Em março de 2019, um supremacista invadiu duas mesquitas em Christchurch, na Nova Zelândia, e fuzilou 51 pessoas. Transmitiu o massacre em rede social, e a parte mais absurda do vídeo de quase meia hora é seu deslocamento de carro entre um ataque e outro, conversando com a câmera. Em uma esquina, ele para antes da faixa e espera pedestres atravessarem. A insólita cena parece estar ali só para amplificar o horror que continua a seguir.
O vídeo foi logo derrubado pelas plataformas e apenas alguns quadros foram distribuídos pelas agências internacionais. Certamente habita os porões da internet, mas a autocensura da imprensa, das redes e das autoridades o baniu.
Outros tempos. Na última semana, o exército israelense publicou no X, o ex-Twitter, uma espécie de não imagem, um fundo preto com dizeres em capitulares: "Esta seria a foto de uma mulher grávida morta perto de seu bebê natimorto decapitado e arrancado de sua barriga pelos terroristas do Hamas. Devido às regras desta plataforma, nós não podemos mostrar isso a você".
A descrição chocante também aparece em um relato da revista The New Yorker, que conversou com sobreviventes do kibbutz Be’eri, talvez o primeiro ponto atingido pela facção e pela carnificina que patrocinou no dia 7 de outubro.

TAREFA ESCRITA A: Segundo o trecho, o que o atirador faz em uma esquina durante o trajeto de carro entre um ataque e outro?
TAREFA ESCRITA B: Indique se cada afirmação está de acordo com o trecho, respondendo sim ou não e citando as palavras do texto que decidem a questão: (i) o ataque às mesquitas de Christchurch ocorreu em março de 2019; (ii) o vídeo do massacre tinha cerca de duas horas; (iii) o exército israelense publicou a imagem de fundo preto no Instagram.
A listagem não tem relação com o trecho acima.

LISTAGEM:
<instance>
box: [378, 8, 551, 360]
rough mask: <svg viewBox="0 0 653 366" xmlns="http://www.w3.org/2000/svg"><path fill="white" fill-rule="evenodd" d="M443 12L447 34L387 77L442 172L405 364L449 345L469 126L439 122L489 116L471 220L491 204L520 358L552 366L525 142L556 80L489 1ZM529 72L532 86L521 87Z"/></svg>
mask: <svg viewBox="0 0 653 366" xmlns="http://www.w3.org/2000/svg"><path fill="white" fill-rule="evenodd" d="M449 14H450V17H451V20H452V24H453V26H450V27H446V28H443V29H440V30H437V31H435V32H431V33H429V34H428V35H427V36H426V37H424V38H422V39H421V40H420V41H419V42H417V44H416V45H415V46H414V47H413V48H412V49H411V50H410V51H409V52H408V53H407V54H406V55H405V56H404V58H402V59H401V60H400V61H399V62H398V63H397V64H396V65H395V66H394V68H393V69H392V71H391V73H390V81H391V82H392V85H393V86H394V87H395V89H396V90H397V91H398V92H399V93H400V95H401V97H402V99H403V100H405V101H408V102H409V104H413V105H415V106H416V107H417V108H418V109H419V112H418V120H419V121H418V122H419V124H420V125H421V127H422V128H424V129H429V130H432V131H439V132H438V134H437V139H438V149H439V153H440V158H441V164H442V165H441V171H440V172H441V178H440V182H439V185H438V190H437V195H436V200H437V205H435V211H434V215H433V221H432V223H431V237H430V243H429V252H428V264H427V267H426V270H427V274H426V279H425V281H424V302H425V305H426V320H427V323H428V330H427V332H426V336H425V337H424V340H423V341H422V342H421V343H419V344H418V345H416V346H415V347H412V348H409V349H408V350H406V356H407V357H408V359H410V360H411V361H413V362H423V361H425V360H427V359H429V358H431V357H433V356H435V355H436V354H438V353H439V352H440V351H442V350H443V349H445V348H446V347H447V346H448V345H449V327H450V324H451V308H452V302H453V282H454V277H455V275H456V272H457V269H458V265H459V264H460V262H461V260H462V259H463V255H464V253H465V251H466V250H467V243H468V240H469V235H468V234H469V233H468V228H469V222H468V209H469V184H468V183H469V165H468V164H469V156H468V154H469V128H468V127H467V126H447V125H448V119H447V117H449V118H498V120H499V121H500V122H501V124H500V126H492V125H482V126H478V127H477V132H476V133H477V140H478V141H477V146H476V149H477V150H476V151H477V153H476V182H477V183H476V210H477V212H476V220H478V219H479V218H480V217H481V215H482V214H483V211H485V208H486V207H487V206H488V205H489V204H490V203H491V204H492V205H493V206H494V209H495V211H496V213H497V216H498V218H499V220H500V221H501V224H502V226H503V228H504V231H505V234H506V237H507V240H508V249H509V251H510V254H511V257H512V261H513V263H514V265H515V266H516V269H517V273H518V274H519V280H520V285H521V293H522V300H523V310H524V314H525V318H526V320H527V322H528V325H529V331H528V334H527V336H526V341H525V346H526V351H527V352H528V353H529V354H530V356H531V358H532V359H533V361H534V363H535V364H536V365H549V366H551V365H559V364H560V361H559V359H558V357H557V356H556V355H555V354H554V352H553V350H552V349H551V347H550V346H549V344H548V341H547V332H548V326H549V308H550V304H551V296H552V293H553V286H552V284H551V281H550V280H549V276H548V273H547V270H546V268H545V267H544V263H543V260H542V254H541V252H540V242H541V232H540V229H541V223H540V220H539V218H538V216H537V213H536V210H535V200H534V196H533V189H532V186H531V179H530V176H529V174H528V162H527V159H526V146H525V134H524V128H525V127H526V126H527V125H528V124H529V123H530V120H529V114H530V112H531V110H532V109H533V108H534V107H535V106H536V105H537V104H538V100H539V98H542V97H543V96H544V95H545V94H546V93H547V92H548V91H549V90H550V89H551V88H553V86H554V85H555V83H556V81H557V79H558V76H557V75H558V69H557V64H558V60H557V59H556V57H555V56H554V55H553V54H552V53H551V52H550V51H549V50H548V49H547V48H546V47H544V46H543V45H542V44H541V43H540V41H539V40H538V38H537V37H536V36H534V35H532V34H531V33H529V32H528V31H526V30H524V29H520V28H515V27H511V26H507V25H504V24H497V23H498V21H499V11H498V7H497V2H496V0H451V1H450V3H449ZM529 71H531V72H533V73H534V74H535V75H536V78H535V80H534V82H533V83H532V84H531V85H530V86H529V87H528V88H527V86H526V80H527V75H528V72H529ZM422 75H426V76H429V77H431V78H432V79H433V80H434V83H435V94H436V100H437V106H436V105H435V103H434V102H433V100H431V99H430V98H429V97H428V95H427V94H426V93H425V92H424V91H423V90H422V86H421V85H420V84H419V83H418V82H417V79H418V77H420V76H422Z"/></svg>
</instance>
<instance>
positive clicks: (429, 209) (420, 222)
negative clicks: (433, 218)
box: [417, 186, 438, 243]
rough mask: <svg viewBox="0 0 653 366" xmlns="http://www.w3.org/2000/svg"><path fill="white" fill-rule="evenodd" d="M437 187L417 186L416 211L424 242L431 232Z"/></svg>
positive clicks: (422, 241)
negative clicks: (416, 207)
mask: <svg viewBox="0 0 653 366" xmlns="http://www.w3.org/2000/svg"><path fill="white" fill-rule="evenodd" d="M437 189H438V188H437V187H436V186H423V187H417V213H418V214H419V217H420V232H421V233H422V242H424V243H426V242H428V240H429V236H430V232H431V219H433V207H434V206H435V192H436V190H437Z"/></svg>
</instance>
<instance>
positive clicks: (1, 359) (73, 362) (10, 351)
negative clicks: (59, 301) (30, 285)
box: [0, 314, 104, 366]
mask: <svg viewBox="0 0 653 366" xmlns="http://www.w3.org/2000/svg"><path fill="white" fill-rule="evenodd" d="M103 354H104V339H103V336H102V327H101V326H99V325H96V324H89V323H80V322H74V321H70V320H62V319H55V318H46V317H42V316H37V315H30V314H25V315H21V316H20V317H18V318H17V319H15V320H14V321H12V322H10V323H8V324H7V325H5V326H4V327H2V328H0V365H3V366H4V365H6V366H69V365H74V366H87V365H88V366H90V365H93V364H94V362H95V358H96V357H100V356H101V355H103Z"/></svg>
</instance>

RESPOSTA A: Ele para antes da faixa e espera os pedestres atravessarem.

RESPOSTA B:
(i) Sim: "Em março de 2019, um supremacista invadiu duas mesquitas em Christchurch".
(ii) Não: "o vídeo de quase meia hora".
(iii) Não: "o exército israelense publicou no X, o ex-Twitter".